• [Trecho selecionado]:
____________

História do povo evangélico luterano


ID: 2927

"O QUE PROMOVE A CRISTO"

18/10/2017

À porta dos 500 anos da Reforma, muitas paróquias, comunidades e instituições ligadas à nossa IECLB tem se movimentado em direção a comemoração magna de um fato histórico extremamente importante, não apenas para cristãos de confissão luterana, mas ao cristianismo como um todo e, também para o mundo, visto que a Reforma não apenas envolveu religião, mas a partir de sua teologia influenciou a música, artes, educação, política, profissões seculares, idioma alemão, dentre outros.

O intuito da Reforma não era fundar uma nova igreja, mas apenas reformar a Igreja de Jesus Cristo, que na época estava se desviando de suas origens e da verdade do Evangelho. Por questões políticas houve a separação do catolicismo e então a Reforma assume um importante papel: doutrinar as pessoas cristãs a partir da experiência com a reta pregação do Evangelho e a participação nos sacramentos ministrados de acordo com as Palavras de orientação de Cristo.

A Reforma, dentro de seu campo religioso, inverteu radicalmente aquilo que parecia tão forte e inabalável na igreja da época: o poder institucional que determinava tudo e que estava acima da própria Palavra de Deus. Os cristãos alcançados pela Reforma, passavam a experimentar o contrário. A Bíblia passa a ser a norma principal que normatiza toda a forma de crer, ensinar, pregar, bem como de administrar a Igreja e vivenciar a espiritualidade cristã.

Assim, surgem e evidenciam-se os conhecidos “Pilares da Reforma”: Somente a Escritura, Somente a fé, Somente a graça, Somente Cristo. Em todos estes pilares, ao mesmo tempo que partem de Cristo e sua ação em nossa direção, apontam sobretudo a Ele. A hermenêutica da Reforma então passa a reconhecer que a Bíblia é a única fonte de conhecimento sobre Deus, sua vontade, seus ensinamentos e de seu plano de salvação da humanidade em Cristo Jesus.

De acordo com as palavras do saudoso Pastor Dr. Milton Schwantes, em seu escrito “Bíblia e Lutero”, para o reformador, “sua paixão residia antes em visualizar, nos textos, was Christun treibet, isto é, o que promove a Cristo. Portanto, seus olhos estavam voltados ao que era essencial”. Assim, toda a doutrina da Reforma parte deste pressuposto, sobretudo a partir da doutrina da justificação em conexão com a teologia da cruz. Só vamos vivenciar e experimentar o “Somente Cristo” em nossa vida de fé e espiritualidade cristã, se também partirmos do pressuposto “o que promove a Cristo”.

____________

• [Material fornecido]:
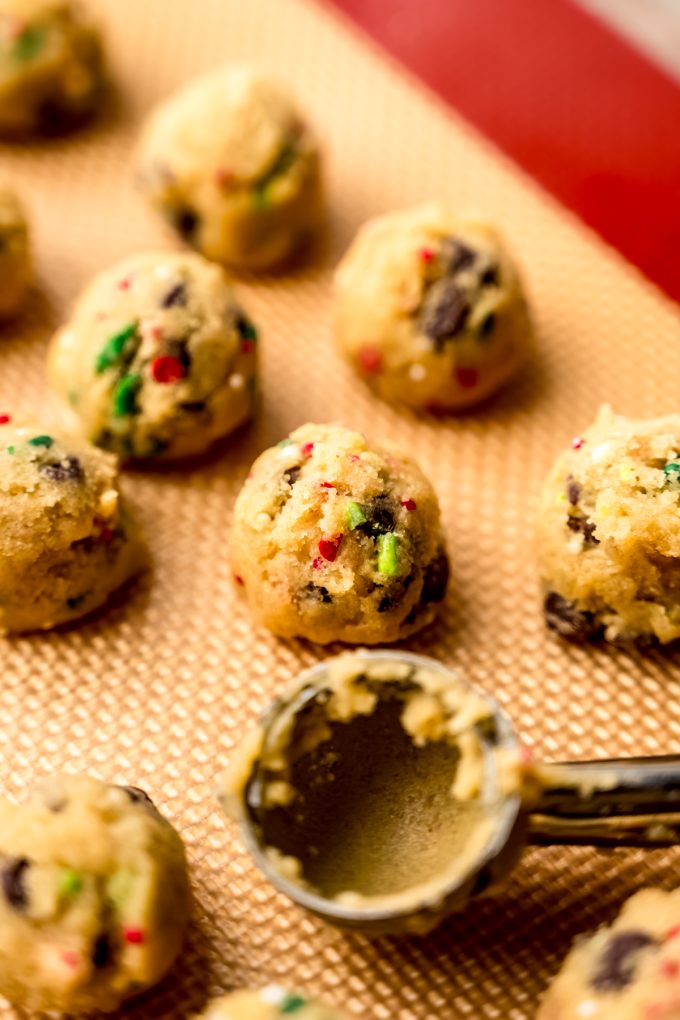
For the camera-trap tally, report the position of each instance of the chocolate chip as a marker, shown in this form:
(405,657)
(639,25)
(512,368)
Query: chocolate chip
(68,468)
(13,883)
(486,324)
(443,311)
(435,578)
(563,617)
(489,277)
(457,255)
(291,474)
(186,221)
(101,951)
(317,593)
(138,796)
(573,490)
(175,296)
(616,967)
(379,514)
(583,526)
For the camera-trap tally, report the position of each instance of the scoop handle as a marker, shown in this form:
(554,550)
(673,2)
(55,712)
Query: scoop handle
(620,802)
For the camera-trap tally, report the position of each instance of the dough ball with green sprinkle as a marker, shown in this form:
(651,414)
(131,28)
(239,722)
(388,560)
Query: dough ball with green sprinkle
(66,539)
(337,538)
(158,360)
(429,309)
(94,896)
(609,532)
(231,164)
(15,271)
(271,1003)
(51,66)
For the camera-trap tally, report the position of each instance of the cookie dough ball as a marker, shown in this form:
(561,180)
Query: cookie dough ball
(336,538)
(268,1004)
(231,164)
(66,541)
(14,254)
(94,896)
(429,309)
(158,360)
(50,66)
(628,971)
(609,531)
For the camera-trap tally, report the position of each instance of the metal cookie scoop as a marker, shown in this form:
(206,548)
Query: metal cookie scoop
(382,793)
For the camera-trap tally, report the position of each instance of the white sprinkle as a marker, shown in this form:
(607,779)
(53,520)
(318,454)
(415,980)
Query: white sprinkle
(273,995)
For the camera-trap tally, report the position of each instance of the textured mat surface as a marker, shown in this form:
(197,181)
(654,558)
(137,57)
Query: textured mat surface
(157,691)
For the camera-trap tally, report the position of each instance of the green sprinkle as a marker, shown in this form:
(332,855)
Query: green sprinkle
(30,43)
(124,396)
(355,516)
(113,348)
(285,156)
(71,883)
(292,1004)
(387,554)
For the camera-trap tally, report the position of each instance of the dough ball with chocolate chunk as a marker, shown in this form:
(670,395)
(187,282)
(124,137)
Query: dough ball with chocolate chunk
(268,1004)
(430,310)
(15,269)
(51,66)
(66,540)
(231,164)
(94,896)
(158,360)
(627,971)
(337,538)
(609,532)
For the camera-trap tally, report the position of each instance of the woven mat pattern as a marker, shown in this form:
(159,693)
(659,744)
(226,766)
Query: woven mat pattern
(157,691)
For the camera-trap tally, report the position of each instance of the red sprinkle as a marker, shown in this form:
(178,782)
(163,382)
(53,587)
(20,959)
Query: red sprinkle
(467,377)
(328,547)
(370,360)
(167,369)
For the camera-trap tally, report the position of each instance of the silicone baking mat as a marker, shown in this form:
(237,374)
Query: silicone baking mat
(157,691)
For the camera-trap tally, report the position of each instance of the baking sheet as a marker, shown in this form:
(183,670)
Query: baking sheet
(157,691)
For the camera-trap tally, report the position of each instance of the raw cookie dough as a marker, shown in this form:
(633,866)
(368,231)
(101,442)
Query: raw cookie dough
(336,538)
(14,254)
(66,541)
(229,161)
(429,309)
(158,359)
(94,896)
(50,66)
(268,1004)
(628,971)
(609,531)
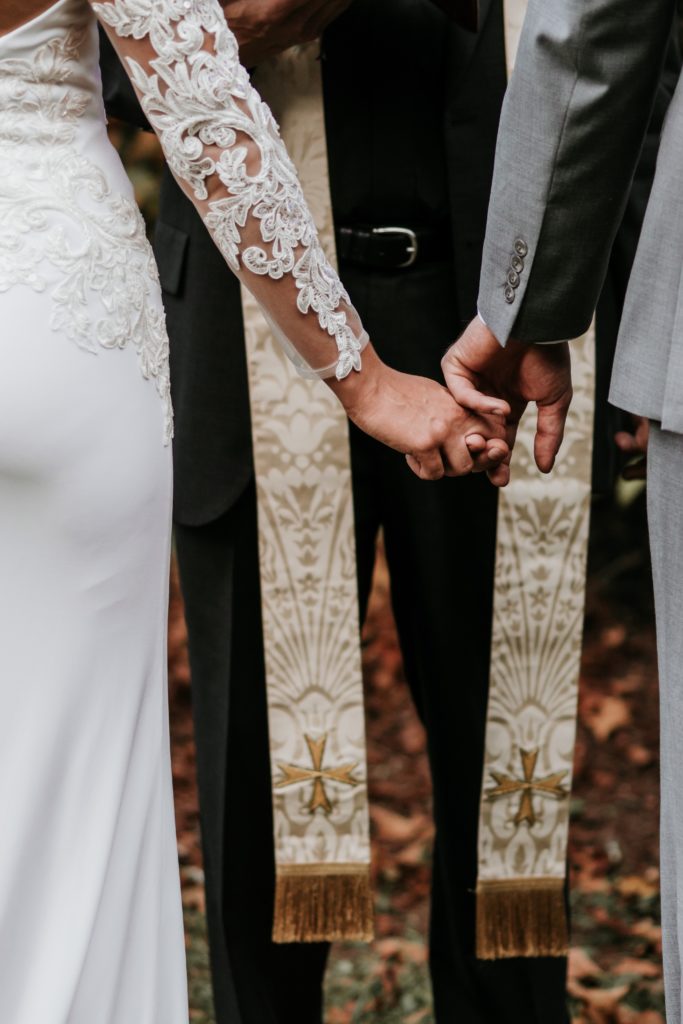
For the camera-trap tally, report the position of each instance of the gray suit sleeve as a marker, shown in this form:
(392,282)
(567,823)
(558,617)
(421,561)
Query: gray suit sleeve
(572,126)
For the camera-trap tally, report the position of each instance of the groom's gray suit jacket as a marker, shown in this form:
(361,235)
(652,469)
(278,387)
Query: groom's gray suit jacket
(572,127)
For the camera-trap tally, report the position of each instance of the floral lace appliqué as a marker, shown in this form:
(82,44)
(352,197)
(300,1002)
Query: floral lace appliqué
(56,210)
(203,107)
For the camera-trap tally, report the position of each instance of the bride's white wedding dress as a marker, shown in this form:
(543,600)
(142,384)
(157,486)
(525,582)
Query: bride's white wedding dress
(90,918)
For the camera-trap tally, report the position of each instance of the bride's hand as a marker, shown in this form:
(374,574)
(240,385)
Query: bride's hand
(419,417)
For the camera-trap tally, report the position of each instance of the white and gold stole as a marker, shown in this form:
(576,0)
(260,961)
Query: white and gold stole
(543,526)
(310,623)
(308,585)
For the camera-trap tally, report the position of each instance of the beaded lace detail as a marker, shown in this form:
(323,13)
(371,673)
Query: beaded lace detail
(215,132)
(57,211)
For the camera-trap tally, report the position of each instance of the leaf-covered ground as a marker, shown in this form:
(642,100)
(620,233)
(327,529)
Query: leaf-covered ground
(615,974)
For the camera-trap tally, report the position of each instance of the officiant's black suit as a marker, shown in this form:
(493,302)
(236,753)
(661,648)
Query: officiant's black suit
(412,105)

____________

• [Enunciado 1]:
Quais são os "Pilares da Reforma" mencionados no texto sobre a Reforma?
• [Enunciado 2]:
Transcreva do texto sobre a Reforma o trecho que começa em "À porta dos" e segue até "alemão, dentre outros.".
Responda com base apenas no texto sobre a Reforma.

• [Resolução 1]:
Somente a Escritura, Somente a fé, Somente a graça e Somente Cristo.

• [Resolução 2]:
À porta dos 500 anos da Reforma, muitas paróquias, comunidades e instituições ligadas à nossa IECLB tem se movimentado em direção a comemoração magna de um fato histórico extremamente importante, não apenas para cristãos de confissão luterana, mas ao cristianismo como um todo e, também para o mundo, visto que a Reforma não apenas envolveu religião, mas a partir de sua teologia influenciou a música, artes, educação, política, profissões seculares, idioma alemão, dentre outros.